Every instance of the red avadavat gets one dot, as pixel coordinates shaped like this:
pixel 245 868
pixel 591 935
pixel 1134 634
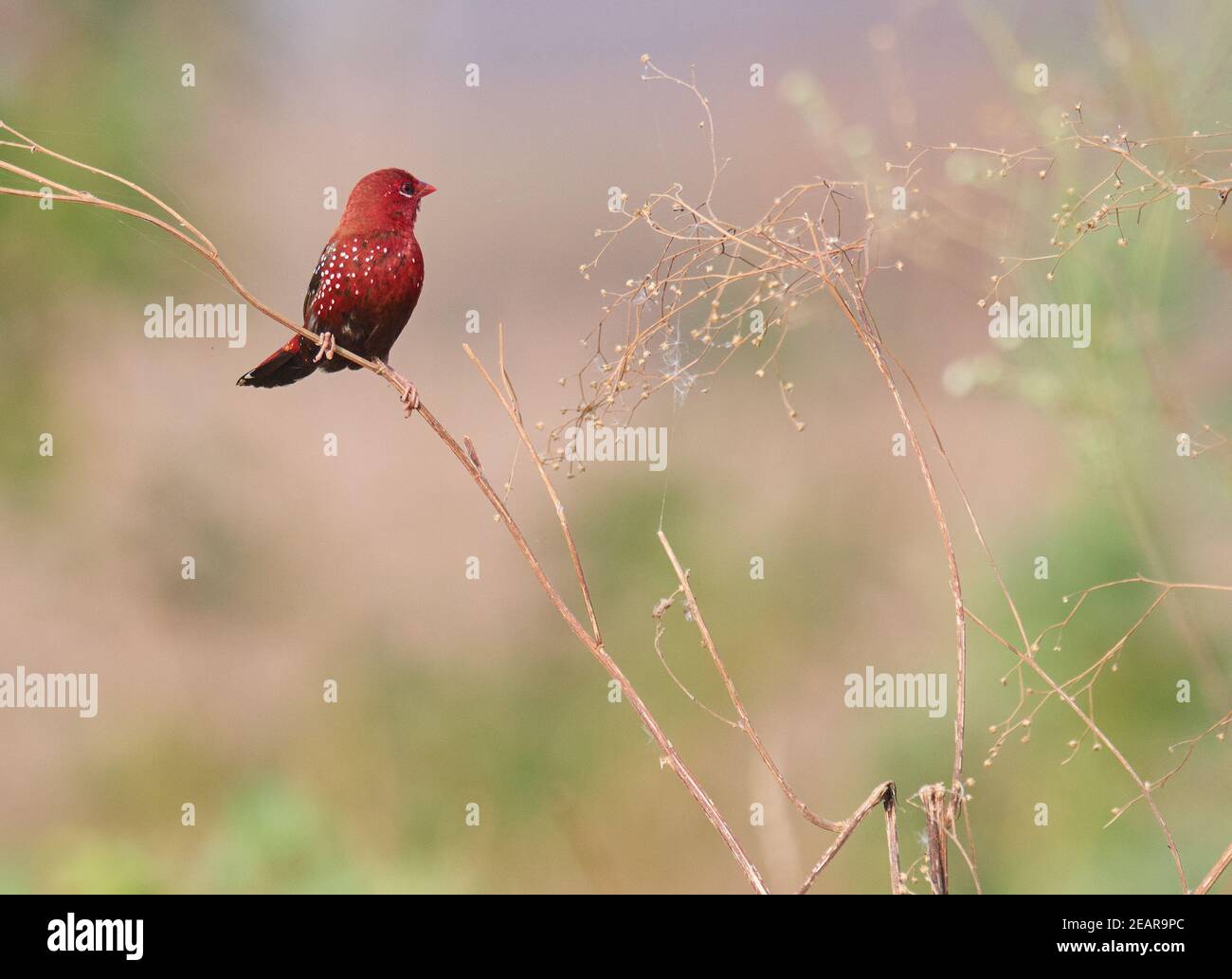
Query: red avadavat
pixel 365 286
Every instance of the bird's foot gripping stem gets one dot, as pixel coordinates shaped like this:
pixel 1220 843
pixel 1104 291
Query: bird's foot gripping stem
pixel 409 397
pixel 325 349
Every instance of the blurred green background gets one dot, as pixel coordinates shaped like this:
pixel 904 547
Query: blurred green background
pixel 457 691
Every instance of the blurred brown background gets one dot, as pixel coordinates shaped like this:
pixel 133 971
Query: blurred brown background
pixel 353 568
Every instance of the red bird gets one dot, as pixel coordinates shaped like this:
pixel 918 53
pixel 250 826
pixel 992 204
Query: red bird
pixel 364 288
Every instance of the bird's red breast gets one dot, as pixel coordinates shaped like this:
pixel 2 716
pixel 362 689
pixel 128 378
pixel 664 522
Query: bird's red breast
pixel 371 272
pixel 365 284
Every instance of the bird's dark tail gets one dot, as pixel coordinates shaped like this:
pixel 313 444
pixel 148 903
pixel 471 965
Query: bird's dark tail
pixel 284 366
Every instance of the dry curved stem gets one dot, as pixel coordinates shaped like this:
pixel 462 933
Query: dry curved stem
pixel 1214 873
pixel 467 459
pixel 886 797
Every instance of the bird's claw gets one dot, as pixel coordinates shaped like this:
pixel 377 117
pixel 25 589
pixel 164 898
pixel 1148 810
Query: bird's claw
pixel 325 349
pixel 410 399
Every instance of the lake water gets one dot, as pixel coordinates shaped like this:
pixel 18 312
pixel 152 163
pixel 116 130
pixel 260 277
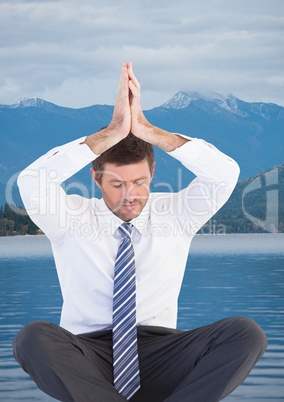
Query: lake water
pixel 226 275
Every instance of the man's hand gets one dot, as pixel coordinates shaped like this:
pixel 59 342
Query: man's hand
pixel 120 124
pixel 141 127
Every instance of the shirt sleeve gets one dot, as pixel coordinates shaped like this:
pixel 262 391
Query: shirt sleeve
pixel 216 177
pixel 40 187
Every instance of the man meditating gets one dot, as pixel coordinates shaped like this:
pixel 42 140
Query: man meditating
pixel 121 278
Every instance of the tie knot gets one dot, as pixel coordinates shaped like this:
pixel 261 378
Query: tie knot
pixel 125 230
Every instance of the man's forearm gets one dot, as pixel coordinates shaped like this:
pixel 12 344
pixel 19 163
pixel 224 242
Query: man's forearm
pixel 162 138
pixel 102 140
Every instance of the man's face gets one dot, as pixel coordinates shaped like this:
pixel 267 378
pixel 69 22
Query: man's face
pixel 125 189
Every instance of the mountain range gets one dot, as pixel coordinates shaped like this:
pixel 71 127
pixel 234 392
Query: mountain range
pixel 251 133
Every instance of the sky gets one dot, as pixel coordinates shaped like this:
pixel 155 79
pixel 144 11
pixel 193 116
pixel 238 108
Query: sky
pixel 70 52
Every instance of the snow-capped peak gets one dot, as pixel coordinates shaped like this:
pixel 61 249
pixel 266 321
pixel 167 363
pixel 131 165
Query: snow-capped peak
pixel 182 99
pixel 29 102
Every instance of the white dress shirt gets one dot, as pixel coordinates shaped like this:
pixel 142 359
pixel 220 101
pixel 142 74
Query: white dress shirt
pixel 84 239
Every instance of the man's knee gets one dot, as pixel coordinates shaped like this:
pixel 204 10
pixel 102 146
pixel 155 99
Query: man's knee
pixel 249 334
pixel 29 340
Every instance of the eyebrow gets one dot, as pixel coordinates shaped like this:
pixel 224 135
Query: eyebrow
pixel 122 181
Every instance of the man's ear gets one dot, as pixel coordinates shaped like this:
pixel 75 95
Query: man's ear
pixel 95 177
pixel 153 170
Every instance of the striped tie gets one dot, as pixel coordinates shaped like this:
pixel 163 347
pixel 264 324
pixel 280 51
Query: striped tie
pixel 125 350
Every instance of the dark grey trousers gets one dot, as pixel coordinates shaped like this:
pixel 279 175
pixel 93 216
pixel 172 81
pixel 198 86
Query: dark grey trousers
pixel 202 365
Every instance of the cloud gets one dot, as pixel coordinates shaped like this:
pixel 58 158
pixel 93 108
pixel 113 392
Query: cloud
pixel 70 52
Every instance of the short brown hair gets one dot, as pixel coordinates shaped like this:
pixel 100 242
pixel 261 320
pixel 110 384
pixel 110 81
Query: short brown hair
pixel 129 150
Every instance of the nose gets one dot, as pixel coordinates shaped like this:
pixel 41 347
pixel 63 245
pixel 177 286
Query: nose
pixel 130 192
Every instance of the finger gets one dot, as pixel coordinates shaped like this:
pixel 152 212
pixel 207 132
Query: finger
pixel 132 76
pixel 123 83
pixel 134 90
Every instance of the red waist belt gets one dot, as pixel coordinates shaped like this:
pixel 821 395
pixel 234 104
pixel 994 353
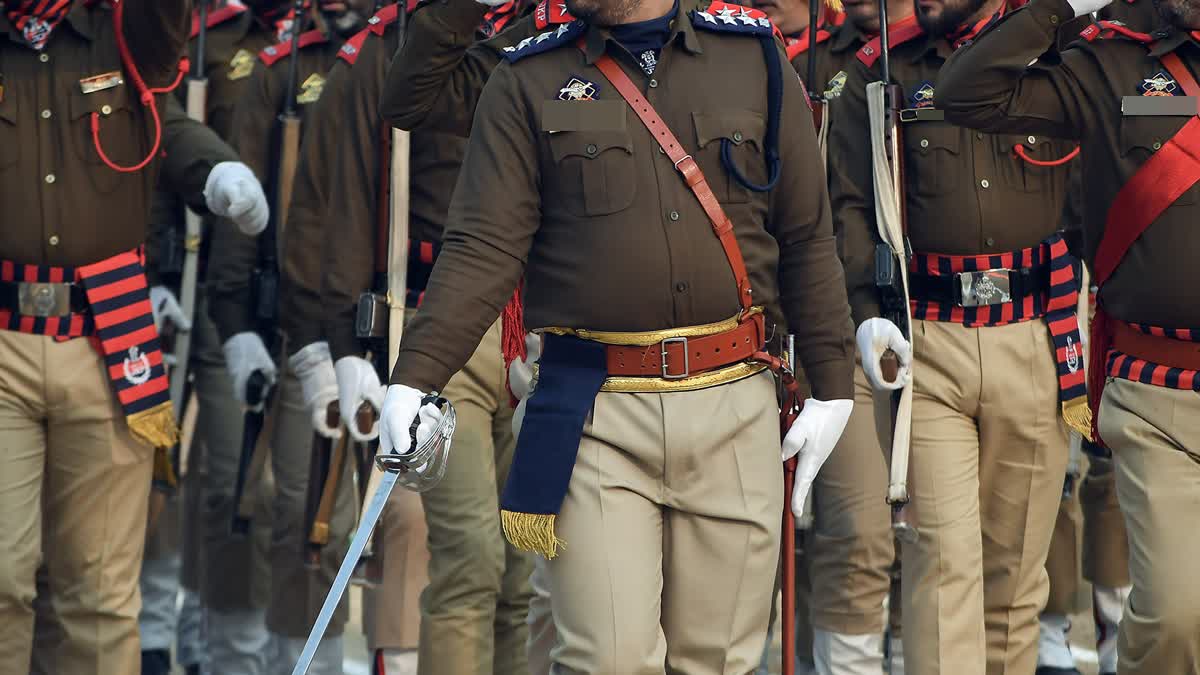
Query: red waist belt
--
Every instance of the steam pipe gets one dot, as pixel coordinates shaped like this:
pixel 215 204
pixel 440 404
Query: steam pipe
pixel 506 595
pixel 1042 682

- [WHAT NEEDS TO BE DONE]
Update the records from the line with "Every instance of the red avadavat" to the line with "pixel 284 366", rewriting every "Query" as "Label" and keeping everything else unchanged. Leave the pictures out of your answer.

- [EXERCISE OUTPUT]
Every instance of the red avadavat gets one dot, as pixel coordinates shaped like this:
pixel 245 868
pixel 591 935
pixel 1134 634
Label: red avadavat
pixel 365 286
Every instance of the bird's foot gripping stem gets one dot, as pixel coordinates shaped like this:
pixel 1220 843
pixel 1104 291
Label: bird's foot gripping stem
pixel 409 397
pixel 325 349
Every instance of the blurred green background gets one dot, as pixel coordinates shaped like this:
pixel 904 547
Label: blurred green background
pixel 457 691
Every instance of the blurred brown background gets one dot, as pixel coordinates shaped like this:
pixel 133 971
Label: blurred brown background
pixel 353 568
Every instance of the red bird gets one dot, as pixel coordinates shaped like this:
pixel 918 53
pixel 250 826
pixel 992 204
Label: red bird
pixel 364 288
Every instance of the bird's red breast gets one dot, as pixel coordinates shaped like this:
pixel 2 716
pixel 362 689
pixel 128 378
pixel 664 522
Label: bird's red breast
pixel 371 272
pixel 365 284
Every instance of the bird's dark tail gets one dot, as pixel coordinates shaped like this:
pixel 313 444
pixel 148 903
pixel 471 965
Label: bird's dark tail
pixel 284 366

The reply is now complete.